Exercise directions: Reproduce the lines below word for word, leaving out the pictures.

--

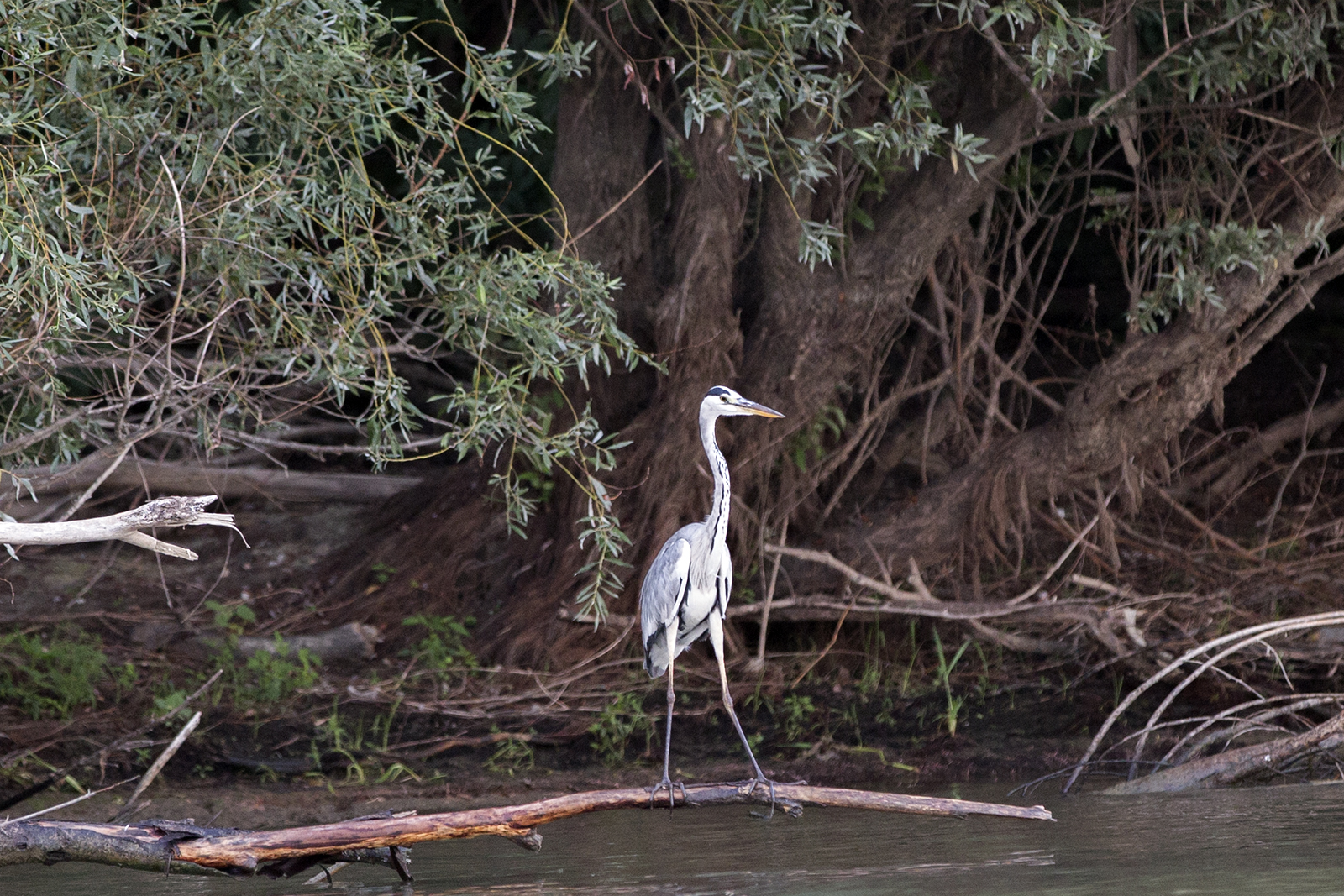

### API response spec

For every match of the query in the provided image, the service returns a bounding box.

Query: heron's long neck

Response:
[701,411,732,542]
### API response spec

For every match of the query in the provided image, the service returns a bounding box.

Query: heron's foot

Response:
[649,775,687,809]
[748,775,775,818]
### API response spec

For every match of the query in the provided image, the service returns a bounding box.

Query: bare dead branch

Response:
[0,495,242,560]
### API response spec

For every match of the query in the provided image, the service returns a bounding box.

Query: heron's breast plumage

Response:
[640,522,732,679]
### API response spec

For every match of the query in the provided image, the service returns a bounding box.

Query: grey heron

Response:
[640,385,784,806]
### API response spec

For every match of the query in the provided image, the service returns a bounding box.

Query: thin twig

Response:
[112,710,200,822]
[0,775,139,827]
[757,516,789,668]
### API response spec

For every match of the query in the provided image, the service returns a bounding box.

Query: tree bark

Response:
[0,782,1053,876]
[849,89,1344,569]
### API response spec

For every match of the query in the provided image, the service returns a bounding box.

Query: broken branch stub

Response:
[0,495,239,560]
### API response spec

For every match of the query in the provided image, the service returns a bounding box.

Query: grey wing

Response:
[714,545,732,619]
[640,527,690,677]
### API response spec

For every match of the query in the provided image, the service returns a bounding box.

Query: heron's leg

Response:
[649,619,685,809]
[710,612,774,789]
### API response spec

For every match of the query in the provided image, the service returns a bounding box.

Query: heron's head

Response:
[701,385,784,417]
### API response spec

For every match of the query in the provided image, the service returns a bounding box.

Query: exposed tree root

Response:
[0,782,1053,880]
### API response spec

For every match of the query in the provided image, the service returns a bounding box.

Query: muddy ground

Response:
[8,486,1340,827]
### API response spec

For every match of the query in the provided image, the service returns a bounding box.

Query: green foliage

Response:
[788,405,845,473]
[486,737,536,778]
[932,626,970,737]
[220,632,321,710]
[649,0,986,267]
[0,0,643,623]
[1133,220,1328,332]
[0,629,110,719]
[780,693,817,747]
[589,692,654,767]
[402,614,480,673]
[921,0,1109,87]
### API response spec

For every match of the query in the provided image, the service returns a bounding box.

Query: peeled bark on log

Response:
[1102,713,1344,795]
[0,782,1053,878]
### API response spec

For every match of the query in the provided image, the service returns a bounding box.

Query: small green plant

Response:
[486,732,536,778]
[152,677,186,719]
[858,625,887,700]
[0,629,108,719]
[788,405,844,473]
[781,693,817,747]
[224,632,323,708]
[402,614,480,672]
[932,626,970,737]
[589,693,654,766]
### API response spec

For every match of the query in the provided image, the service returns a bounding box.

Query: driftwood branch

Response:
[0,495,242,560]
[1104,713,1344,795]
[0,455,425,504]
[0,782,1053,876]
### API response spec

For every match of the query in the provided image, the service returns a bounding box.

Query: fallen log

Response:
[0,782,1053,880]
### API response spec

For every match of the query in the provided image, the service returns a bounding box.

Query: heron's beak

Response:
[732,399,784,418]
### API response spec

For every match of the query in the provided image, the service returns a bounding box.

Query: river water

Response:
[0,784,1344,896]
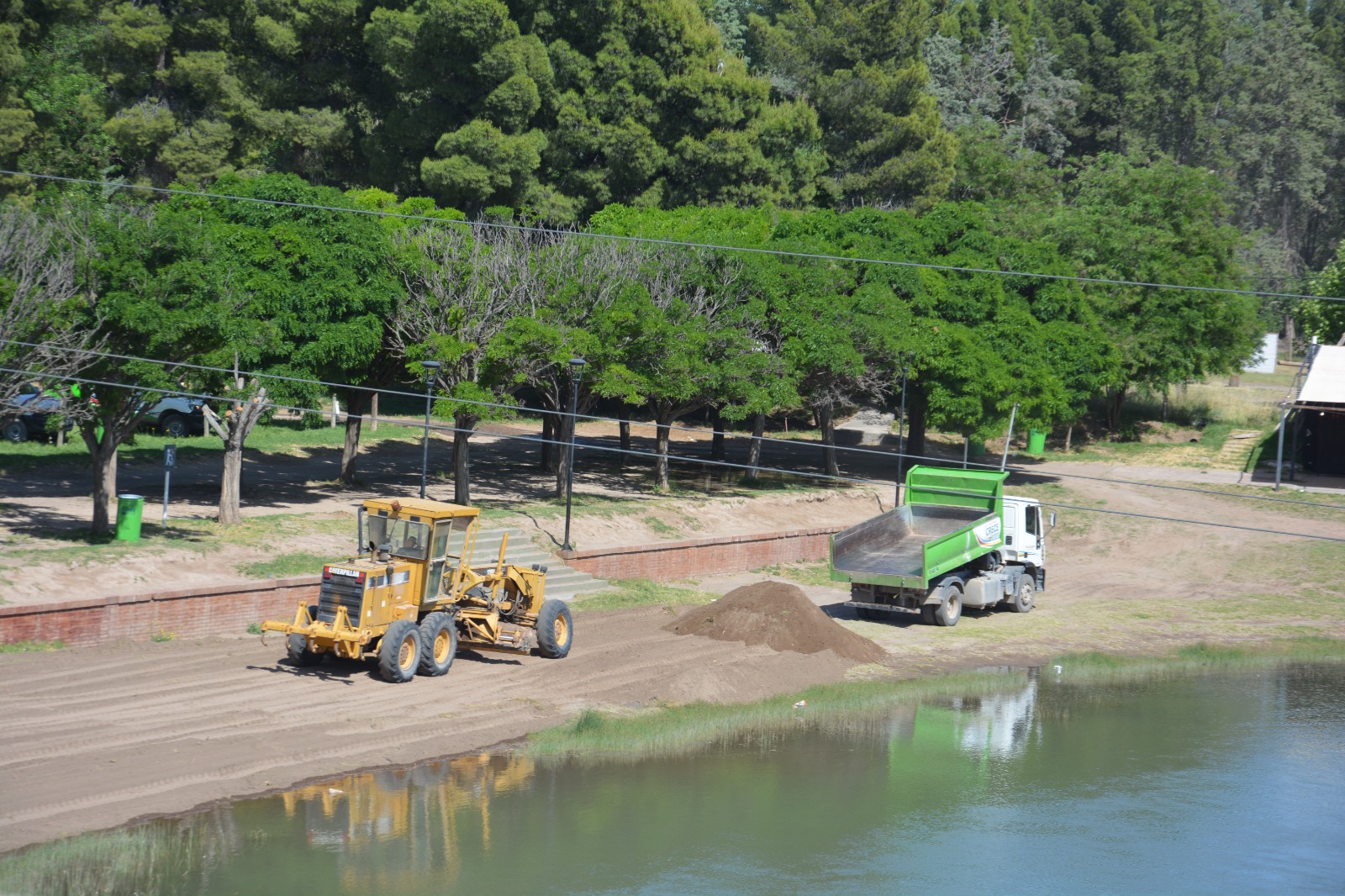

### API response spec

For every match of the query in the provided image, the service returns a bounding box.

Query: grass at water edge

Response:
[520,638,1345,762]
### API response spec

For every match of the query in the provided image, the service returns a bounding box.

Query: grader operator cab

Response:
[261,498,574,683]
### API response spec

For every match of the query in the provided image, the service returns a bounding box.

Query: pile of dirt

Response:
[663,581,888,663]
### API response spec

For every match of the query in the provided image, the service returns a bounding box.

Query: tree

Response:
[393,224,533,504]
[486,233,635,495]
[1049,155,1259,430]
[204,370,271,526]
[70,202,204,535]
[748,0,957,208]
[0,206,101,403]
[1222,8,1345,275]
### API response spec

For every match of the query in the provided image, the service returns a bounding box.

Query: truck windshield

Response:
[359,514,429,560]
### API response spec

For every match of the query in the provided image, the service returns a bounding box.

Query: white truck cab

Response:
[1000,495,1056,591]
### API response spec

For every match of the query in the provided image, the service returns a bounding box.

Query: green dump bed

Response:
[831,466,1006,588]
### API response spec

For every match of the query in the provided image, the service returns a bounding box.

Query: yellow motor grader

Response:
[261,498,574,683]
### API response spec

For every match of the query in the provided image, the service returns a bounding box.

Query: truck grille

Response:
[318,576,365,625]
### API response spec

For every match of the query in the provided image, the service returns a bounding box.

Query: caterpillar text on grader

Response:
[261,498,574,683]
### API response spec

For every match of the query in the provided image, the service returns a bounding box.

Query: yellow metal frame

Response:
[261,498,546,659]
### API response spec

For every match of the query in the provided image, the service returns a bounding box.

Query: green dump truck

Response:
[831,466,1054,625]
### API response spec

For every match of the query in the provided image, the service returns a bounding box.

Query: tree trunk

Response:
[536,414,556,472]
[453,414,476,507]
[748,414,765,482]
[812,398,841,477]
[79,421,117,535]
[219,439,244,526]
[901,386,926,460]
[219,378,267,526]
[710,408,725,461]
[556,414,574,498]
[340,389,368,486]
[654,410,672,491]
[1107,387,1126,435]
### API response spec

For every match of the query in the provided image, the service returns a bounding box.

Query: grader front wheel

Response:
[378,619,421,685]
[536,600,574,659]
[419,614,457,676]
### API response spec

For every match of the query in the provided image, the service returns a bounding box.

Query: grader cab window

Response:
[361,514,429,560]
[421,517,484,603]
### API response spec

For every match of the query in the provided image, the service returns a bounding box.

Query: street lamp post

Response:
[561,358,585,551]
[894,365,910,504]
[1000,401,1018,472]
[421,361,444,498]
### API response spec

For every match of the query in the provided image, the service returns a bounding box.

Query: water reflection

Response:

--

Finished answer:
### API response spec

For every match of the query in the provided image, the service returns a bounding box.

Query: heron's long neck

Response:
[701,411,732,542]
### API response spec

For every match of the query in the provided image, the service returns a bounding box.

Query: heron's foot

Response:
[649,775,687,809]
[748,775,775,818]
### API response spec

For every match of the query in the provided image, the service returns a bounding box.

Query: bare dead branch

Response:
[0,495,242,560]
### API response spec

For every match of the query in the provided image, the service returns a bounding box.

Query: heron's breast plumage

Response:
[640,522,732,679]
### API response spec

For every match of the query in the provided image, the service returns a bounding box.

Query: grey heron

Response:
[640,385,784,806]
### API response spec

For every match of the query in the provided image, the service returns a bounding box.

Query: thin twig

Response:
[112,710,200,822]
[0,775,139,827]
[757,516,789,668]
### API response spec

For every match of the query in the provided image, the service returns a bounding box.

Query: tree bark

Response:
[0,782,1053,876]
[849,89,1344,569]
### API response spec

For every match of the query in the provided image, the service returns a bounding box.

Query: broken branch stub

Response:
[0,495,239,560]
### API response spec

For every match of the query in the provided image, the service returns a bounding box.

Query: grey wing

Response:
[714,545,732,619]
[640,527,690,677]
### API response spec

For every match of the query in the provided image, the service returns a bounding box.

Query: heron's leg

Response:
[649,619,685,809]
[710,612,774,789]
### API response spec

For every match of the query in the provided image, the service returns a bounding box.

Query: heron's head

Response:
[701,385,784,417]
### API response spec

For every match of the query in the provided image, the service returns a bounding box.

Query: exposed tree root

Response:
[0,782,1053,880]
### API response spec

For every match of the query in the provided image, the service returns a bounding box.

Query: muddy ground

Response:
[8,486,1340,827]
### API response spec

For every match of the query in the provided image, the service returns a bounding box.

Query: green foliage

Response:
[788,405,845,473]
[486,737,536,778]
[932,626,970,737]
[220,632,321,710]
[649,0,986,267]
[0,0,643,623]
[1133,220,1328,332]
[0,629,110,719]
[780,693,817,747]
[589,692,654,767]
[402,614,480,673]
[921,0,1109,87]
### API response spec

For every match of the query in the provided image, the service returns a bounding box.

Query: peeled bark on log

Response:
[1102,713,1344,795]
[0,782,1053,878]
### API response spec

For every match of the query in the provided image, the service returns a bounding box.

Query: small green plant

Response:
[486,732,536,778]
[152,677,186,719]
[858,625,887,700]
[0,629,108,719]
[788,405,844,473]
[781,693,817,747]
[224,632,323,708]
[402,614,480,672]
[932,626,970,737]
[589,693,654,766]
### API response spec

For every match of the query in the provided image, the service returns a bounding box.

Query: driftwood branch

Response:
[0,495,242,560]
[1104,713,1344,795]
[0,455,425,504]
[0,782,1053,876]
### API response spec

For every match of the query in the provided image, the service returns a bounding box.

Query: fallen log

Response:
[0,782,1053,880]
### API response spec

For every match of the query in the provided image, the service returns a bounding box.

Query: heron's beak

Response:
[732,399,784,418]
### API response spec

For every match of the query in the provided image, the service returns a bounding box.

Query: river water

Response:
[0,784,1344,896]

### API response spec

For every match of the query in the provided image, the service returns a bounding box.

Query: grass at water edge

Response:
[520,638,1345,762]
### API response spec

For every match of the query in the provided image, the service returns a bounding box.

Query: grader operator cab

Response:
[261,498,574,683]
### API response spec

For every match of the query in the provided image, the service returns a bounding box.

Query: pile of dirt

Response:
[663,581,888,663]
### API response spec

For every match of the query in the provided image, the service returns a bounding box.

Query: tree

Response:
[393,224,533,504]
[486,233,635,495]
[1049,155,1259,430]
[204,370,271,526]
[70,202,204,535]
[748,0,957,208]
[0,206,101,403]
[1222,8,1345,275]
### API response spec

For every match of the query in the provided image, the service returns a bounding box.

Query: truck windshield

Response:
[359,514,429,560]
### API response spec

For every match of the query in the provided image, the service returns a bounding box.

Query: white truck cab

Response:
[1000,495,1056,591]
### API response spec

For every match of the query in the provided image, the service returns a bounding box.

Query: green dump bed

Response:
[831,466,1006,588]
### API response spec

For every match of the query in the provided image, the service returns a bounding box.

Query: yellow motor grader

Response:
[261,498,574,683]
### API response spec

For every match of the query in the provided image, the service returns a bounding box.

Query: truck grille

Response:
[318,576,365,625]
### API response spec

For every match of the query in the provided image, the service returns a bounding box.

Query: caterpillar text on grader

Response:
[261,498,574,683]
### API response spec

For every match of the query in the provided image, the service returns a bounding box.

Query: yellow metal frame

Response:
[261,498,546,659]
### API response spec

For every match of the query in the provided image, the service returns a bounding box.

Query: green dump truck

Response:
[831,466,1054,625]
### API response spec

For every match of the query in the provided image, the service returns a bounding box.

Query: tree trunk

Response:
[536,414,556,472]
[453,414,476,507]
[748,414,765,482]
[812,398,841,477]
[79,421,117,535]
[219,439,244,526]
[901,386,926,460]
[219,378,267,526]
[710,408,725,461]
[556,414,574,498]
[340,389,368,486]
[654,410,672,491]
[1107,387,1126,435]
### API response spec

For every match of the query in the provided image, the service returns a bounding box.

Query: grader front wheel

Response:
[378,619,421,685]
[536,600,574,659]
[419,614,457,676]
### API response spec

For every match of the query in the provided image, the service returns a bounding box.

Query: grader cab window

Response:
[361,514,429,560]
[421,517,484,603]
### API response spec

For every match of the query in the provided image, the service returns a bounding box.

Query: street lamp post

Response:
[561,358,585,551]
[894,365,910,504]
[1000,401,1018,472]
[421,361,444,498]
### API response spec

For every match of the query in the provided image, the service returns a bounding box.

Query: water reflection

Response:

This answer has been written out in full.